▶ [DIRECTIVE 1]: Please count the lines of the listing that contain the string "shelf", matching case exactly, and give only that number.

════════

# MiMi is



## lymorelynn (Oct 4, 2008)

going to be a mummy  Kittens due end of November/beginning December :thumbsup:
MiMi and Gracie enjoying lunch


----------



## oggers86 (Nov 14, 2011)

Yay, congratulations MiMi (and you too Lynn  )


----------



## buffie (May 31, 2010)

Congratulations  Time to get the knitting needles out again


----------



## Cosmills (Oct 3, 2012)

Awwww congrats Lynn . Doesn't seem five mins since she was a mitten kitten


----------



## MollyMilo (Feb 16, 2012)

Fantastic :thumbsup:

What colours can we expect to see?

meezer babies woohoo!


----------



## lymorelynn (Oct 4, 2008)

MollyMilo said:


> Fantastic :thumbsup:
> 
> What colours can we expect to see?
> 
> meezer babies woohoo!


Blue and seal, possibly chocolate and lilac too


----------



## MollyMilo (Feb 16, 2012)

lymorelynn said:


> Blue and seal, possibly chocolate and lilac too


That's everything!!! Oh I'm excited to see these little cuties :001_wub: :001_wub:


----------



## lisajjl1 (Jun 23, 2010)

Congratulations!!! Wonderful news.


----------



## OrientalSlave (Jan 26, 2012)

Hope all goes well, fingers are tightly crossed here for you.


----------



## catcoonz (Aug 4, 2012)

════════

▶ [DIRECTIVE 2]: In the forum thread, which kitten colors does lymorelynn say to expect?

(Point labeling dataset excerpts)
════════

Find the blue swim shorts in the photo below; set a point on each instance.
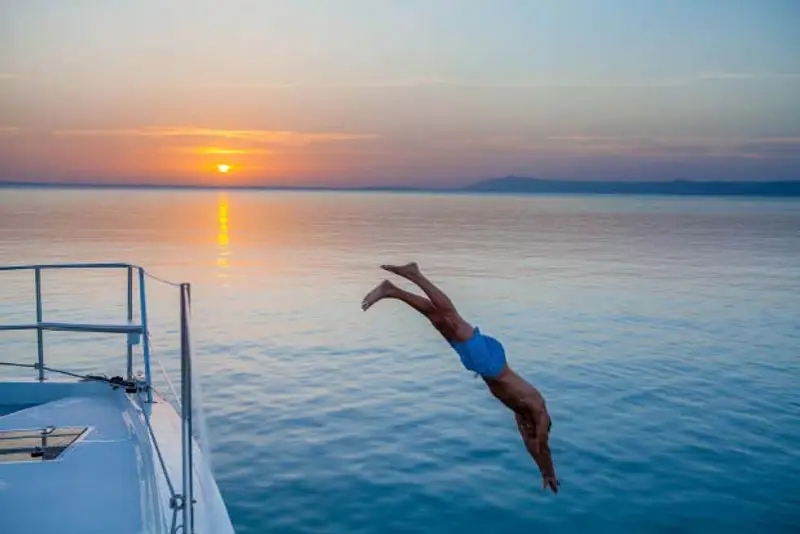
(481, 354)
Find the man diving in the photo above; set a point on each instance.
(481, 354)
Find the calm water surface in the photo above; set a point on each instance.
(663, 332)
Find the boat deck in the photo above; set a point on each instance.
(97, 484)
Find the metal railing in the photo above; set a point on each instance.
(185, 501)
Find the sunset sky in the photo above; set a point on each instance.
(356, 92)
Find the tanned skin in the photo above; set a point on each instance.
(528, 405)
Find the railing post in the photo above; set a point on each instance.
(186, 413)
(130, 321)
(39, 336)
(145, 335)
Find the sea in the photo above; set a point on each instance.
(664, 333)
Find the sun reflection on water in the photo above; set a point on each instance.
(223, 236)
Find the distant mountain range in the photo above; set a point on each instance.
(508, 184)
(514, 184)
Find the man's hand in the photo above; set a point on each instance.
(535, 434)
(551, 482)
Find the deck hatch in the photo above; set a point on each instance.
(37, 444)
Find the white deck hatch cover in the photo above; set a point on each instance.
(40, 444)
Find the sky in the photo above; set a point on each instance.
(412, 92)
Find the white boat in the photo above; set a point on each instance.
(84, 454)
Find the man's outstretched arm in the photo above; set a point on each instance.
(535, 429)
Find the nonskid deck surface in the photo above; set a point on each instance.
(97, 484)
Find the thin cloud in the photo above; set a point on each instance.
(644, 146)
(215, 151)
(276, 137)
(676, 82)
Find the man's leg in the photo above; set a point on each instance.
(387, 290)
(412, 273)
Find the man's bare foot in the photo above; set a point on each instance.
(409, 269)
(380, 292)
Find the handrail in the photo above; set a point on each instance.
(77, 327)
(186, 411)
(43, 266)
(184, 502)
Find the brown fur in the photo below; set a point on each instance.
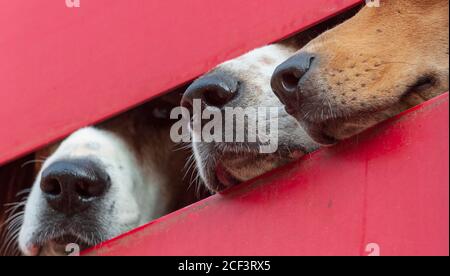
(377, 64)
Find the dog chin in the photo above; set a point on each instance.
(58, 246)
(237, 166)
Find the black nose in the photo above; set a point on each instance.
(216, 89)
(287, 77)
(71, 186)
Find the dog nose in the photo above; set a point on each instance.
(287, 78)
(215, 89)
(70, 187)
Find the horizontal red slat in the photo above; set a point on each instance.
(388, 186)
(63, 68)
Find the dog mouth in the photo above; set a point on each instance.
(60, 245)
(238, 164)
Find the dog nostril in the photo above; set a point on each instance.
(216, 89)
(290, 81)
(92, 189)
(217, 97)
(51, 187)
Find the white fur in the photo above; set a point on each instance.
(132, 190)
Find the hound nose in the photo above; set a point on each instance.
(286, 80)
(215, 89)
(70, 187)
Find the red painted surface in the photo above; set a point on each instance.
(63, 68)
(388, 186)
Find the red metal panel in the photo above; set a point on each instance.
(64, 68)
(388, 186)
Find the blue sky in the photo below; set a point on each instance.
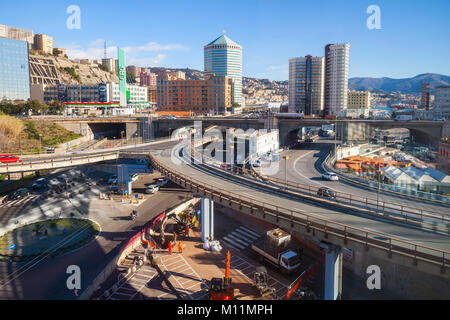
(414, 38)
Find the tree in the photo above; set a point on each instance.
(56, 107)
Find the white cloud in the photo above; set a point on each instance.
(137, 55)
(282, 67)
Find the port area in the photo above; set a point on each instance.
(187, 275)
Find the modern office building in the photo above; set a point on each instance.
(212, 96)
(358, 99)
(444, 156)
(336, 78)
(442, 101)
(306, 85)
(17, 34)
(14, 70)
(426, 95)
(111, 65)
(148, 79)
(43, 43)
(223, 57)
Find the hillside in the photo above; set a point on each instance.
(407, 85)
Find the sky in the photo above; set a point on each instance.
(413, 39)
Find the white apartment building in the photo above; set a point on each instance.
(336, 78)
(306, 85)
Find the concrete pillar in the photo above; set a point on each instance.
(333, 271)
(207, 219)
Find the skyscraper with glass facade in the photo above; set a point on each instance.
(306, 85)
(223, 57)
(14, 70)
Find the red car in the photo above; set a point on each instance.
(9, 158)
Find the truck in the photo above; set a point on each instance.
(403, 117)
(275, 249)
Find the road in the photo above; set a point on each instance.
(281, 199)
(46, 279)
(304, 166)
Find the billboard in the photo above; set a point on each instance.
(122, 77)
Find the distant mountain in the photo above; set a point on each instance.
(409, 85)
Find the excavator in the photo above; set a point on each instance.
(222, 289)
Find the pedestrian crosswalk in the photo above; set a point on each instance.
(129, 289)
(18, 202)
(241, 238)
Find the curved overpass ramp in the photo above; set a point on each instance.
(428, 252)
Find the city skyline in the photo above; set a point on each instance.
(267, 47)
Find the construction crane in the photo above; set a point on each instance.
(222, 289)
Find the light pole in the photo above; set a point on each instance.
(135, 142)
(286, 158)
(378, 190)
(40, 143)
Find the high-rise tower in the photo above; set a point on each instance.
(223, 57)
(336, 78)
(306, 85)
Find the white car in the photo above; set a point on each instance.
(152, 189)
(112, 180)
(162, 182)
(257, 163)
(330, 176)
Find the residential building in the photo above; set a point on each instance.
(199, 96)
(136, 71)
(223, 57)
(111, 65)
(358, 99)
(17, 34)
(91, 95)
(426, 94)
(444, 156)
(148, 79)
(60, 52)
(336, 78)
(306, 85)
(14, 70)
(43, 70)
(442, 100)
(43, 43)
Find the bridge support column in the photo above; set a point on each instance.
(207, 219)
(333, 271)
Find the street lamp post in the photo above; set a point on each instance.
(135, 142)
(286, 158)
(378, 190)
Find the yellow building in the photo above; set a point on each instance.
(358, 99)
(43, 43)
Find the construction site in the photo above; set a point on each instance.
(169, 260)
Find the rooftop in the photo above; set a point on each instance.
(224, 40)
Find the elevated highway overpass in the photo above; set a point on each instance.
(392, 246)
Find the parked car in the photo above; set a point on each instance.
(152, 189)
(9, 158)
(162, 182)
(330, 176)
(19, 194)
(112, 180)
(326, 192)
(40, 184)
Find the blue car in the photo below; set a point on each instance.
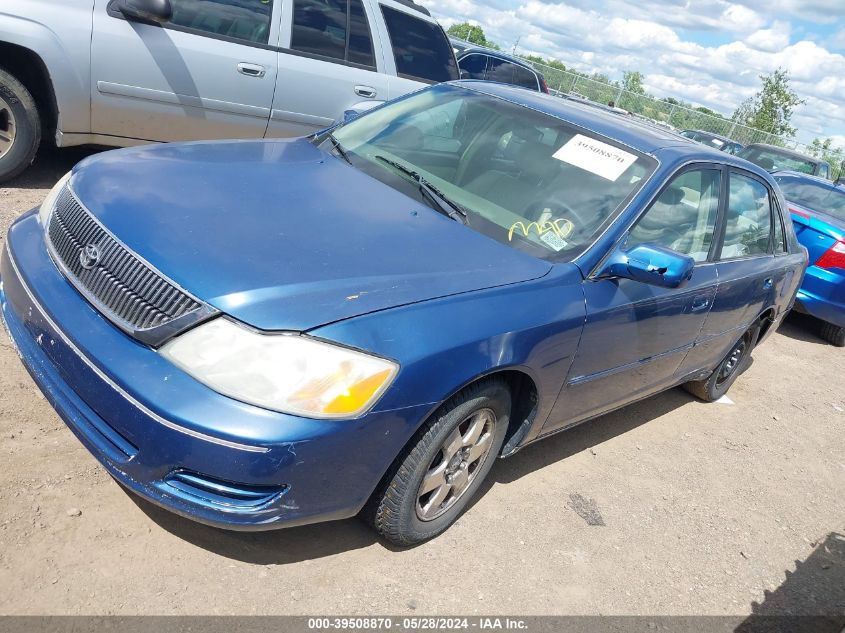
(259, 334)
(817, 207)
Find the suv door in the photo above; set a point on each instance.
(637, 335)
(209, 72)
(329, 63)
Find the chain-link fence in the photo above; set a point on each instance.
(564, 83)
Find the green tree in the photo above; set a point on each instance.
(632, 81)
(471, 33)
(771, 109)
(825, 150)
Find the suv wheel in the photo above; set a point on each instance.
(434, 479)
(20, 127)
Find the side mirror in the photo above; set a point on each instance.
(650, 264)
(157, 11)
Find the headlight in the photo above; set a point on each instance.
(50, 201)
(283, 372)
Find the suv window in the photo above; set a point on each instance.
(337, 29)
(473, 66)
(683, 218)
(237, 19)
(420, 48)
(748, 229)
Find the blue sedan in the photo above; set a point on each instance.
(259, 334)
(817, 207)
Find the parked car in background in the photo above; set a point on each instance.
(489, 65)
(257, 334)
(124, 72)
(817, 207)
(722, 143)
(773, 158)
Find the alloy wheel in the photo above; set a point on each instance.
(7, 127)
(456, 464)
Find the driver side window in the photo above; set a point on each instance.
(683, 218)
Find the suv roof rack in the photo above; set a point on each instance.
(415, 6)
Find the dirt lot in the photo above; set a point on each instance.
(707, 509)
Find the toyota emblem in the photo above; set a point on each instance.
(89, 256)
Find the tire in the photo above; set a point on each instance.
(404, 515)
(20, 127)
(717, 384)
(833, 334)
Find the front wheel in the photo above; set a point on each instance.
(20, 127)
(431, 483)
(718, 383)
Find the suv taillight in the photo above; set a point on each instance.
(834, 257)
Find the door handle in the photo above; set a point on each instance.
(251, 70)
(700, 303)
(368, 92)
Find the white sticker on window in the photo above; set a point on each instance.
(596, 157)
(555, 241)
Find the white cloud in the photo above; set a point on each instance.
(603, 36)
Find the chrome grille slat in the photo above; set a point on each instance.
(129, 292)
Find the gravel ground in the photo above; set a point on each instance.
(670, 506)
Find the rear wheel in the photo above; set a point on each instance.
(833, 334)
(20, 127)
(435, 478)
(718, 383)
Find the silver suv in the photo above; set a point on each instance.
(124, 72)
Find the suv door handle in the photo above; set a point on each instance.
(251, 70)
(368, 92)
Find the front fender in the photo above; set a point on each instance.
(444, 344)
(60, 34)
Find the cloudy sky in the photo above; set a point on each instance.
(709, 52)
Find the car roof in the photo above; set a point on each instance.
(644, 137)
(474, 48)
(788, 152)
(714, 135)
(808, 177)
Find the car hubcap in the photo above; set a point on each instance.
(7, 128)
(456, 464)
(732, 362)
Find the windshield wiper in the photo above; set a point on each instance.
(338, 148)
(436, 197)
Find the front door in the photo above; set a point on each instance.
(636, 335)
(208, 73)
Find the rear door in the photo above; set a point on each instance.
(329, 62)
(208, 73)
(753, 273)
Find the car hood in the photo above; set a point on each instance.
(283, 236)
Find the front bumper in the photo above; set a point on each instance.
(822, 295)
(169, 438)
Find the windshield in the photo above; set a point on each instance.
(525, 179)
(772, 160)
(815, 196)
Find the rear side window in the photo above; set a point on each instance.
(748, 229)
(420, 48)
(525, 78)
(473, 66)
(248, 21)
(337, 29)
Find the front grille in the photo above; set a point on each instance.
(123, 287)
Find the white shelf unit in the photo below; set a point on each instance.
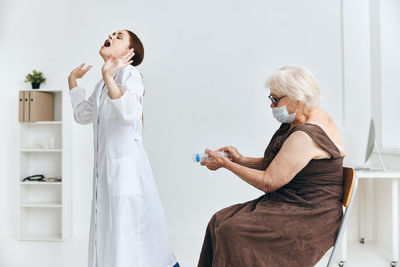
(44, 208)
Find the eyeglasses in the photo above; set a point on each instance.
(275, 100)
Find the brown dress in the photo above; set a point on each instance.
(292, 226)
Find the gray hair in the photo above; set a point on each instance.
(297, 83)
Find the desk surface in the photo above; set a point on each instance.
(388, 174)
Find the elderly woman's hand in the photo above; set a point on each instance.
(234, 154)
(214, 160)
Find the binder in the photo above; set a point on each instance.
(26, 106)
(21, 106)
(36, 106)
(41, 107)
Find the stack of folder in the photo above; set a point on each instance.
(36, 106)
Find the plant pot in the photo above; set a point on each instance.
(35, 85)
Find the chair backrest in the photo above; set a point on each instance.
(350, 184)
(349, 180)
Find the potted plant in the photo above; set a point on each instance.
(36, 78)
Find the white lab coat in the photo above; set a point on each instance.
(127, 226)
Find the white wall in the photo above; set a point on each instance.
(204, 70)
(390, 69)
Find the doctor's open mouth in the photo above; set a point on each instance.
(107, 43)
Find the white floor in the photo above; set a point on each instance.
(73, 253)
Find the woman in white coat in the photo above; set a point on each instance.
(127, 226)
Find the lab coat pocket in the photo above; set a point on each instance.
(125, 176)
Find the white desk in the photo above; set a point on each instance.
(394, 177)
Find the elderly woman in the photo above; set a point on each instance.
(297, 219)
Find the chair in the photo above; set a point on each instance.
(350, 181)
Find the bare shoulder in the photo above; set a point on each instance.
(300, 142)
(325, 121)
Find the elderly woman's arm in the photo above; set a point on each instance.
(294, 155)
(235, 156)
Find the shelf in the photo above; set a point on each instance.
(41, 122)
(40, 183)
(40, 150)
(41, 205)
(40, 237)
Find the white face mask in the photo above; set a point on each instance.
(281, 114)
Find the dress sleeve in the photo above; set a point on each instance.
(83, 109)
(129, 105)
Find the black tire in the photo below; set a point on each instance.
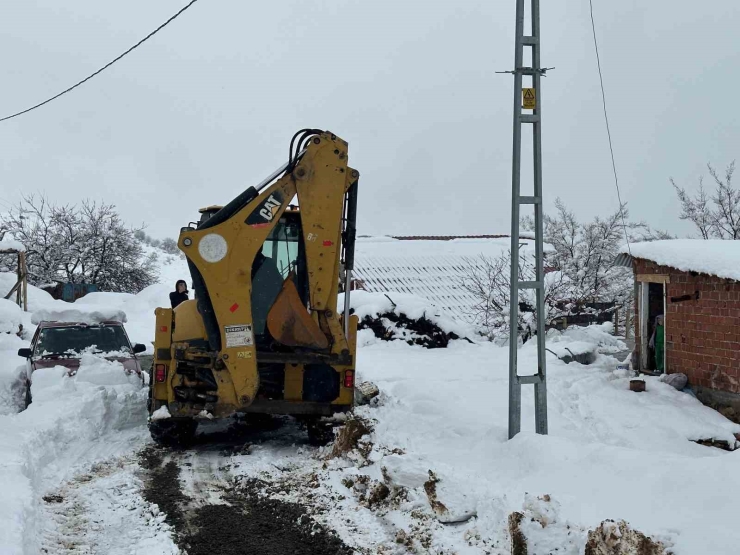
(173, 432)
(27, 395)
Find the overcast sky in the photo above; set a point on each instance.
(207, 107)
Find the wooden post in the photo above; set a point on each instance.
(22, 262)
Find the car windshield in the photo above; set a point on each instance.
(75, 339)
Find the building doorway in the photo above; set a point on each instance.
(652, 304)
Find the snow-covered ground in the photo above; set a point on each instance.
(72, 484)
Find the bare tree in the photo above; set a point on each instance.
(579, 268)
(715, 215)
(488, 281)
(79, 244)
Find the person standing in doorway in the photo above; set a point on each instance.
(180, 294)
(657, 342)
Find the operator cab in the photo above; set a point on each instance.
(282, 257)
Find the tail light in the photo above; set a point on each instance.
(160, 373)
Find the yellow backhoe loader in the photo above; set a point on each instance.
(264, 333)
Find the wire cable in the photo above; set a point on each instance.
(106, 66)
(608, 132)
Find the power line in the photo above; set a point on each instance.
(608, 132)
(106, 66)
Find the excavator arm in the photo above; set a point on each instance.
(221, 252)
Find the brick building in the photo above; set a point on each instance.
(695, 284)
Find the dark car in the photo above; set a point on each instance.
(62, 344)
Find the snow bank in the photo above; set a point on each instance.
(713, 257)
(577, 340)
(611, 453)
(71, 419)
(11, 245)
(11, 316)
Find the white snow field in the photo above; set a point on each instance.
(71, 481)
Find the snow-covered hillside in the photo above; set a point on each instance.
(71, 475)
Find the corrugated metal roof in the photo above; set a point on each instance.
(430, 268)
(623, 260)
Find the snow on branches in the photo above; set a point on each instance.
(85, 243)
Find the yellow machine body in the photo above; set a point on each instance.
(271, 345)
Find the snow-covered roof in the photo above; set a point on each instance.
(431, 268)
(712, 257)
(11, 245)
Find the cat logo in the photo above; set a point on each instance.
(266, 211)
(270, 208)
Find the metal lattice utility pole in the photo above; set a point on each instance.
(527, 98)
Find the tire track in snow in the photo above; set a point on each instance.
(102, 512)
(212, 511)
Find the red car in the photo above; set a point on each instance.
(61, 344)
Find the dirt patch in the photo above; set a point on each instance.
(718, 443)
(430, 487)
(255, 524)
(162, 486)
(349, 436)
(415, 331)
(246, 523)
(617, 538)
(518, 539)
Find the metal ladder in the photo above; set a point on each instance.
(538, 379)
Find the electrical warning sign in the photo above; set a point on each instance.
(529, 100)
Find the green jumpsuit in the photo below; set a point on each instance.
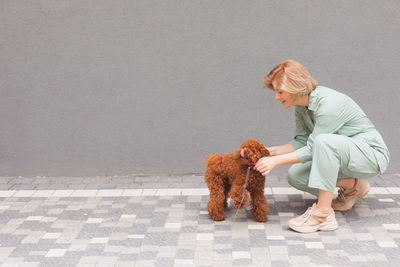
(334, 139)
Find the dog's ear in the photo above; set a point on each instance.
(264, 151)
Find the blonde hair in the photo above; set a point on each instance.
(292, 77)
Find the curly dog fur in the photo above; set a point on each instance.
(226, 174)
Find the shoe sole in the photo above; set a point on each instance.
(363, 194)
(326, 227)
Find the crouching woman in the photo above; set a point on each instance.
(335, 145)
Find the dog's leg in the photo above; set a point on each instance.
(215, 206)
(226, 191)
(259, 206)
(237, 195)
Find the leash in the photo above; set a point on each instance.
(244, 191)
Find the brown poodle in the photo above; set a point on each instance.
(226, 174)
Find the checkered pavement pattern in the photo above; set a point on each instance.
(165, 223)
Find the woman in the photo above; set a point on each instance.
(335, 144)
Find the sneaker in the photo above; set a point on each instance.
(313, 220)
(347, 197)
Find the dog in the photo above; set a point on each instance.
(226, 175)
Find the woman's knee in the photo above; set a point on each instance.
(294, 177)
(328, 142)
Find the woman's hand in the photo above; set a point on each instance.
(265, 165)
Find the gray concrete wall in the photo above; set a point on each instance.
(125, 87)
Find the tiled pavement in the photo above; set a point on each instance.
(162, 221)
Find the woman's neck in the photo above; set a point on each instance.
(302, 101)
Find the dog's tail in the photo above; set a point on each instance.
(213, 159)
(214, 164)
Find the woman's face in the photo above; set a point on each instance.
(287, 99)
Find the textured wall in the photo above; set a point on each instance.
(126, 87)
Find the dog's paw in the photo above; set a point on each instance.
(218, 217)
(239, 204)
(261, 218)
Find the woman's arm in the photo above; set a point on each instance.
(280, 150)
(266, 164)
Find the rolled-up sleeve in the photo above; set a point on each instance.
(301, 133)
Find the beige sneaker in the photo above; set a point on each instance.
(313, 220)
(346, 198)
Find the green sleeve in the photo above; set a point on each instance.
(302, 132)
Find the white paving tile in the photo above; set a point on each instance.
(8, 193)
(184, 261)
(195, 192)
(149, 192)
(241, 255)
(316, 245)
(393, 190)
(256, 227)
(43, 193)
(173, 225)
(378, 191)
(110, 193)
(286, 191)
(24, 193)
(394, 226)
(387, 244)
(168, 192)
(99, 240)
(62, 193)
(275, 237)
(132, 192)
(385, 200)
(84, 193)
(205, 236)
(34, 218)
(136, 236)
(56, 253)
(94, 220)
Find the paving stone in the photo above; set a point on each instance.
(121, 221)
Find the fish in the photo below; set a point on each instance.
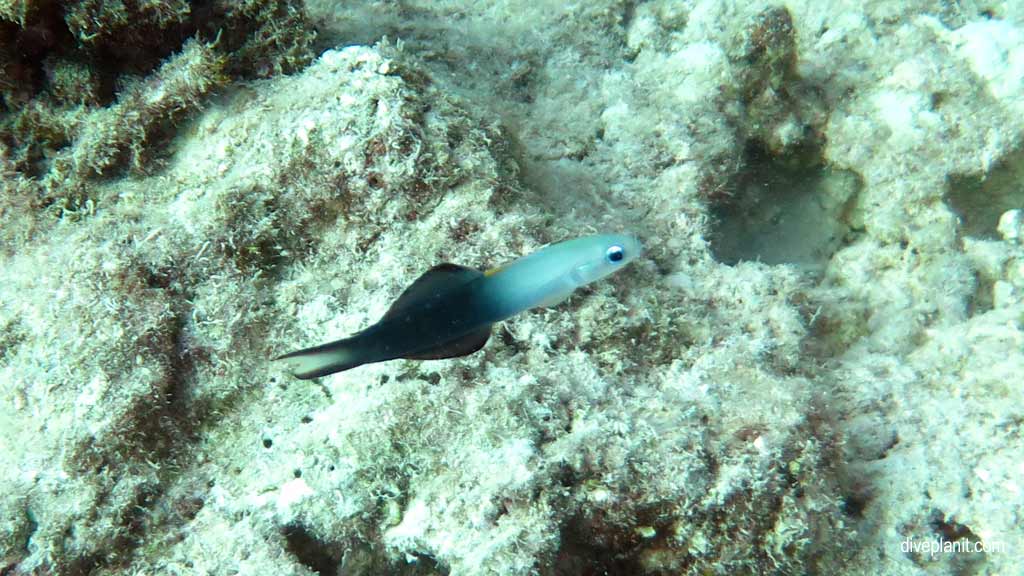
(449, 312)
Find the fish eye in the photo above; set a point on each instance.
(614, 254)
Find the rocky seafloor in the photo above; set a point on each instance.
(815, 368)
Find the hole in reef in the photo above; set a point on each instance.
(980, 200)
(311, 552)
(791, 210)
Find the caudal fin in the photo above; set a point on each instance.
(323, 360)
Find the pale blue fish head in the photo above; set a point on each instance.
(598, 256)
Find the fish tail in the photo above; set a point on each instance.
(324, 360)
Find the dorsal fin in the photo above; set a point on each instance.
(437, 280)
(462, 345)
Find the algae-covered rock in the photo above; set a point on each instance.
(813, 369)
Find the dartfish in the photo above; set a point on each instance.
(449, 311)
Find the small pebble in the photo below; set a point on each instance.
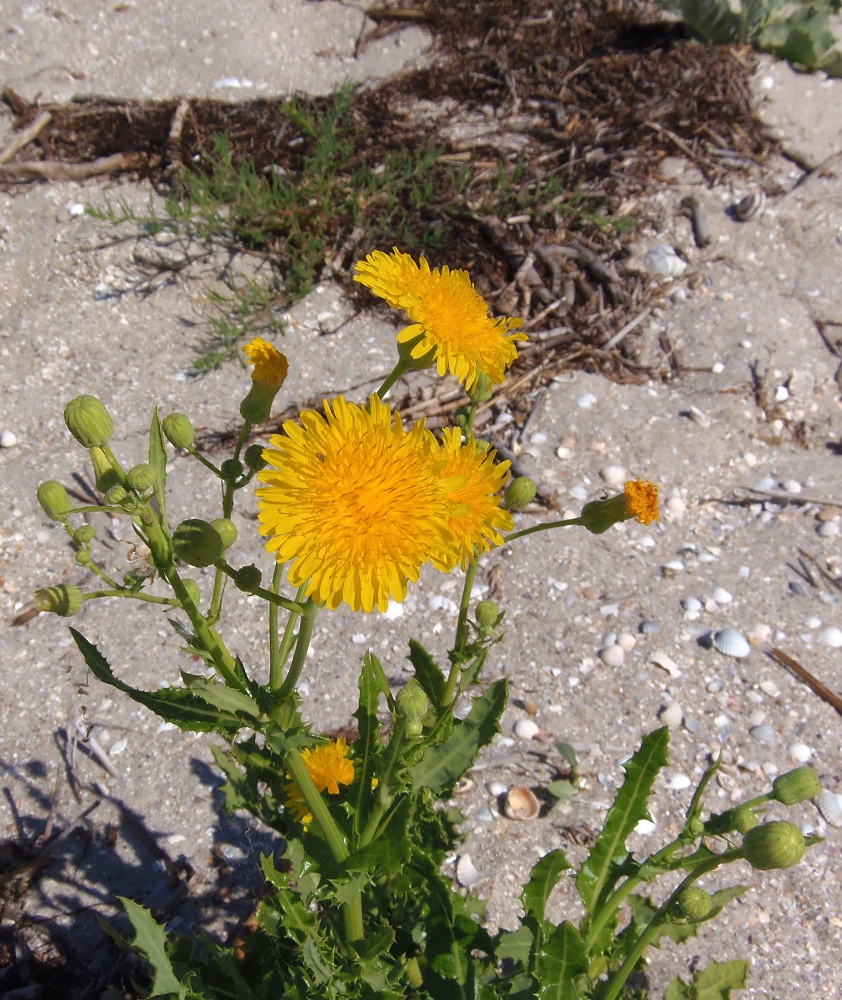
(832, 636)
(671, 715)
(762, 733)
(799, 752)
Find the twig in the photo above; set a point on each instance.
(25, 136)
(804, 674)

════════

▶ [ANSWER 1]: 2

▶ [ANSWER 2]: Blue and seal, possibly chocolate and lilac too.